Exercise brief:
An acceptable answer contains every record below, unchanged, and no pictures.

Region pointing data:
__________

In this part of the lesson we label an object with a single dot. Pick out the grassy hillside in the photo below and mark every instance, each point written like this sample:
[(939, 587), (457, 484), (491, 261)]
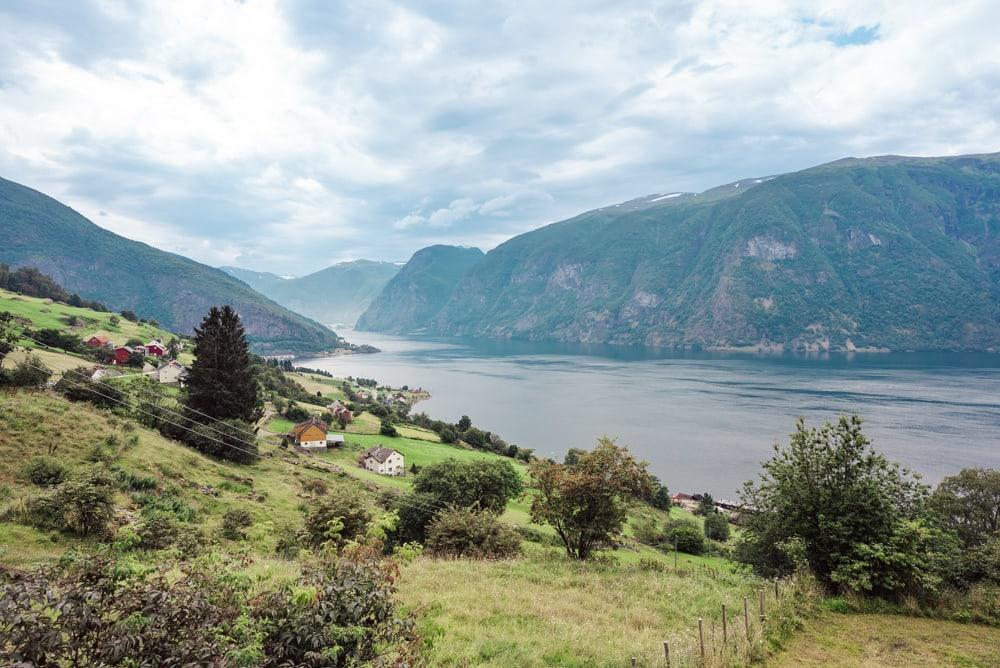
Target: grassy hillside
[(886, 253), (336, 295), (888, 641), (38, 231), (417, 293)]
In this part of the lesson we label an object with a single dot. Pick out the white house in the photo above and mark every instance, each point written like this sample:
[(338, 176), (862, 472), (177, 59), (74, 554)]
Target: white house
[(171, 372), (383, 460)]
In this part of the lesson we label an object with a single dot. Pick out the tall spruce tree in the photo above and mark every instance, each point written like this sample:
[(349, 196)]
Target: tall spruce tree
[(221, 382)]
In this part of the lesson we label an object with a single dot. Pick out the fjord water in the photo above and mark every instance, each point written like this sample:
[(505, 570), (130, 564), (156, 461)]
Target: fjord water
[(704, 421)]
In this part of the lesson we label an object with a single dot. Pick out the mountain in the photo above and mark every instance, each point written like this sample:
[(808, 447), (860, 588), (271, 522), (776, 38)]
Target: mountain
[(335, 295), (880, 253), (421, 288), (38, 231)]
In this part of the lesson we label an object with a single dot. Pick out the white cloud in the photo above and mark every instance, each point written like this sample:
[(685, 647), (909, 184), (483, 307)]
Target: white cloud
[(272, 131)]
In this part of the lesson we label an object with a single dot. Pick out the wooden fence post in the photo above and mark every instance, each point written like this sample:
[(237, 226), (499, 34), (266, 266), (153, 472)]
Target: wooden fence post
[(701, 638)]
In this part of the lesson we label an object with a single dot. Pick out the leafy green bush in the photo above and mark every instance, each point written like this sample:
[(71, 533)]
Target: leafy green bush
[(717, 527), (45, 471), (685, 536), (484, 484), (234, 523), (157, 530), (83, 505), (343, 514), (461, 532)]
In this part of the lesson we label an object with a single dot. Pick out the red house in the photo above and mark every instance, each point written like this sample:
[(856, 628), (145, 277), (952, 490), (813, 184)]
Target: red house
[(156, 349), (97, 341), (122, 354)]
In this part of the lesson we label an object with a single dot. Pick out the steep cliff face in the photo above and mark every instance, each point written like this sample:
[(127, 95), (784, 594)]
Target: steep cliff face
[(417, 293), (891, 253), (38, 231)]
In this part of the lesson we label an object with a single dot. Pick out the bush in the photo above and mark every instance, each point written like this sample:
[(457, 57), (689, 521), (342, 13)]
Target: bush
[(234, 522), (83, 505), (157, 530), (341, 515), (685, 536), (484, 484), (32, 372), (461, 532), (415, 510), (386, 428), (45, 471), (717, 527)]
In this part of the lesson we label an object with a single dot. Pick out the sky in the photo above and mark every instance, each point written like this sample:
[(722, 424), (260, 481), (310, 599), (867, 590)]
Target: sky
[(287, 136)]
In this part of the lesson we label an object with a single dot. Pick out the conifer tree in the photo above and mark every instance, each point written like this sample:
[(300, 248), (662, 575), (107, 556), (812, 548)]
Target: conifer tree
[(221, 382)]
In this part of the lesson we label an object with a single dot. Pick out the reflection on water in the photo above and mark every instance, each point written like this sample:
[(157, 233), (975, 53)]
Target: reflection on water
[(703, 420)]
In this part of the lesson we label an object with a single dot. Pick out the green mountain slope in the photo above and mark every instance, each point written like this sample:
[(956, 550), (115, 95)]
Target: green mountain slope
[(336, 295), (417, 293), (890, 252), (38, 231)]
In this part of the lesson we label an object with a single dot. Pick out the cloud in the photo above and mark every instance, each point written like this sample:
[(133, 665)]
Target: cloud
[(286, 135)]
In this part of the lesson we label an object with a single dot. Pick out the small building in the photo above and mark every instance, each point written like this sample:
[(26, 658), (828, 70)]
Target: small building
[(339, 410), (171, 372), (122, 353), (97, 341), (310, 434), (156, 349), (383, 460)]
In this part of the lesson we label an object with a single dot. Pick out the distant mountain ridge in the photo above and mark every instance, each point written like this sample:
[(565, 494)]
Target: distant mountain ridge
[(338, 294), (38, 231), (879, 253), (421, 288)]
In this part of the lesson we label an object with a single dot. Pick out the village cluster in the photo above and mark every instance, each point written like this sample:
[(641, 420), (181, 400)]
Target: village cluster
[(312, 434), (169, 370)]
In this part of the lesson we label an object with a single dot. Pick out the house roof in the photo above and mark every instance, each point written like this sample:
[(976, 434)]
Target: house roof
[(379, 454), (302, 426)]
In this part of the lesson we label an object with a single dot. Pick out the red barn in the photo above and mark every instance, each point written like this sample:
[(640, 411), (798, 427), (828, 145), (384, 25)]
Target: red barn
[(156, 349), (122, 354), (97, 341)]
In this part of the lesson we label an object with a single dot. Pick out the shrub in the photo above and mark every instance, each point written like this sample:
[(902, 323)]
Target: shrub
[(717, 527), (461, 532), (83, 505), (386, 428), (415, 511), (341, 515), (485, 484), (32, 372), (45, 471), (234, 523), (685, 536), (157, 530)]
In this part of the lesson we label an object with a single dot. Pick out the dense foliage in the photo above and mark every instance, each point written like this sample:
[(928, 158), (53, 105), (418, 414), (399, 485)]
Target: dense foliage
[(338, 613), (483, 484), (829, 501), (586, 502), (464, 532), (221, 381)]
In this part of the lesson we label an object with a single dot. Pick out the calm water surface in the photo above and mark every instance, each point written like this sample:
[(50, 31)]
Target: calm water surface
[(703, 420)]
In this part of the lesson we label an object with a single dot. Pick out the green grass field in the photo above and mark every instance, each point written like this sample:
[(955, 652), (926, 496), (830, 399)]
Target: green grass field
[(889, 641)]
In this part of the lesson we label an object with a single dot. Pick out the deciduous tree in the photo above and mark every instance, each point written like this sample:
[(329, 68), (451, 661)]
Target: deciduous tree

__________

Solution to the exercise:
In this part of the lesson we label an object with a single dot. Pick out the grassy hillside in the photo below and mark every instance, each point written like this sample:
[(939, 587), (457, 484), (491, 261)]
Target: grassy hillside
[(886, 253), (336, 295), (888, 641), (38, 231), (417, 293)]
In this part of the lesson we label an object with a single dot. Pick out the white house in the photo above and mark every instance, each point written like this sample:
[(338, 176), (862, 472), (177, 59), (74, 554)]
Target: white house
[(171, 372), (383, 460)]
In this part of the lesson we label an object with a single dot. Pick out the tall spruce tree in the photo above and mark every instance, each point written like this sample:
[(349, 196)]
Target: tall spruce tree
[(221, 382)]
In this part of the lesson we label an object with a single dot. Pick out the fjord water in the photo above and mark every instance, each point written like this sample:
[(505, 570), (130, 564), (156, 461)]
Target: fjord water
[(704, 421)]
In this part of the lesson we label an object with a single dot. Pick out the mountain in the photo above and mark every instance, each point written like this sample:
[(808, 447), (860, 588), (271, 522), (776, 38)]
Target: mountain
[(335, 295), (880, 253), (421, 288), (38, 231)]
In this part of the lesson we label an object with a single dot. Pick out the white cloud in the photo above and mark every instance, each point written like this sample:
[(685, 647), (909, 184), (483, 307)]
Target: white cloud
[(272, 131)]
In this part of the lesson we label an object with a single dot. Pick out the wooden fence post in the photo above and mark every instance, each point written like this sample:
[(237, 226), (499, 34), (266, 266), (153, 472)]
Target: wooden fence post
[(701, 638)]
In this part of the lesson we label an object with a single dot. Pick out the leafy green bush in the photo above and mark every instance, each point written like this sample:
[(71, 533)]
Target: leafy green bush
[(717, 527), (45, 471), (685, 536), (484, 484), (234, 523), (157, 530), (83, 505), (343, 514), (461, 532)]
In this part of the lesson we label an object with a single dot. Pick out the red house in the photo above and mark every instance, each point written like this sample:
[(856, 628), (145, 277), (952, 490), (813, 184)]
Target: red house
[(156, 349), (97, 341), (122, 354)]
In this part of the lesson we label an object with a single dot. Pick out the steep cliff face in the photo above and mark every instance, each point written like this sample:
[(127, 95), (784, 594)]
Target: steep cliff face
[(417, 293), (891, 253), (38, 231)]
In this part of the lesson we label an object with a single dot. Pick out the bush in the photo above and mark every instance, each point written like this sample:
[(457, 57), (689, 521), (342, 13)]
Target: bush
[(234, 522), (83, 505), (157, 530), (341, 515), (685, 536), (484, 484), (32, 372), (461, 532), (415, 510), (386, 428), (45, 471), (717, 527)]
In this part of the lesson we label an object with a single dot. Pick out the sky in the photo above and mark every instance, each point written like this sample:
[(722, 424), (260, 481), (310, 599), (867, 590)]
Target: sky
[(287, 136)]
In this part of the lesson we label an object with a single dot. Pick out the conifer tree in the photo above and mark every instance, each point written like this sample:
[(300, 248), (662, 575), (107, 556), (812, 548)]
Target: conifer tree
[(221, 382)]
In this part of the lesson we label an object with a single dot. Pick out the reflection on water in the photo above and mark every instance, each point written like this sample:
[(157, 233), (975, 53)]
Target: reflection on water
[(703, 420)]
In this part of the lesson we label an object with a single dot. Pick out the green mountain slope in the photo above and mark every instance, each point written like this sample:
[(956, 550), (115, 95)]
Target: green mountain slope
[(336, 295), (417, 293), (890, 252), (38, 231)]
In this part of the lesson we label an object with a single dot. Pick out the cloud in the photo above and mark every instance, each point written like this sample:
[(133, 665)]
Target: cloud
[(286, 135)]
In this part of the lesson we label an object with a single dot. Pick out the small building in the photo above and mark every instance, each point written like this sample:
[(26, 658), (828, 70)]
Target: small building
[(339, 410), (171, 372), (122, 353), (97, 341), (310, 434), (156, 349), (383, 460)]
In this part of the lesson we label an object with a single dot. Pick out the distant mountain ridge in the photo above and mark every instance, each point written like this sample:
[(565, 494)]
Target: distant mountain ridge
[(338, 294), (38, 231), (879, 253), (421, 288)]
In this part of the lesson we label an object with a single dot. Pick out the village cluster in the photo above and mark every instance, each point written like this sample:
[(641, 420), (181, 400)]
Target: village cluster
[(312, 434), (169, 370)]
In this part of the lesson we label an object with a single dot. Pick out the house roof in the photo above and mark every instance, each point written like this sample:
[(976, 434)]
Target: house roof
[(379, 454), (302, 426)]
In this part of the lesson we label an object with a single dot. Pick out the red barn in the photo above and mark every instance, each point written like this sample:
[(640, 411), (798, 427), (828, 145), (384, 25)]
Target: red barn
[(156, 349), (122, 354), (97, 341)]
In this part of the lesson we label an object with a single dot. Pick out the shrub in the photo above and mark every instance, each point written like this sample:
[(902, 323)]
Target: shrub
[(717, 527), (461, 532), (83, 505), (386, 428), (415, 511), (341, 515), (485, 484), (32, 372), (45, 471), (234, 523), (685, 536), (157, 530)]
In this part of the lesson we label an object with a single dot. Pick out the dense foliage in the photo above and mark every instance, each point written like this sample:
[(928, 158), (53, 105), (418, 414), (399, 485)]
Target: dense foliage
[(338, 613), (483, 484), (829, 501), (586, 502), (464, 532), (221, 381)]
In this part of the lesson we label an object with a single dot. Pick out the calm water surface in the photo above and mark every instance, each point written like this sample:
[(50, 31)]
Target: calm water surface
[(703, 420)]
In this part of the lesson we label an object with a single dot. Pick out the green grass field in the photo above and mark every instance, each point written like this sample:
[(955, 652), (926, 496), (830, 399)]
Target: green grass field
[(889, 641)]
In this part of the lesson we label an object with a single dot. Pick out the deciduous tree in the photo above and mark every instance, each point written like this sample:
[(329, 68), (451, 661)]
Target: deciduous tree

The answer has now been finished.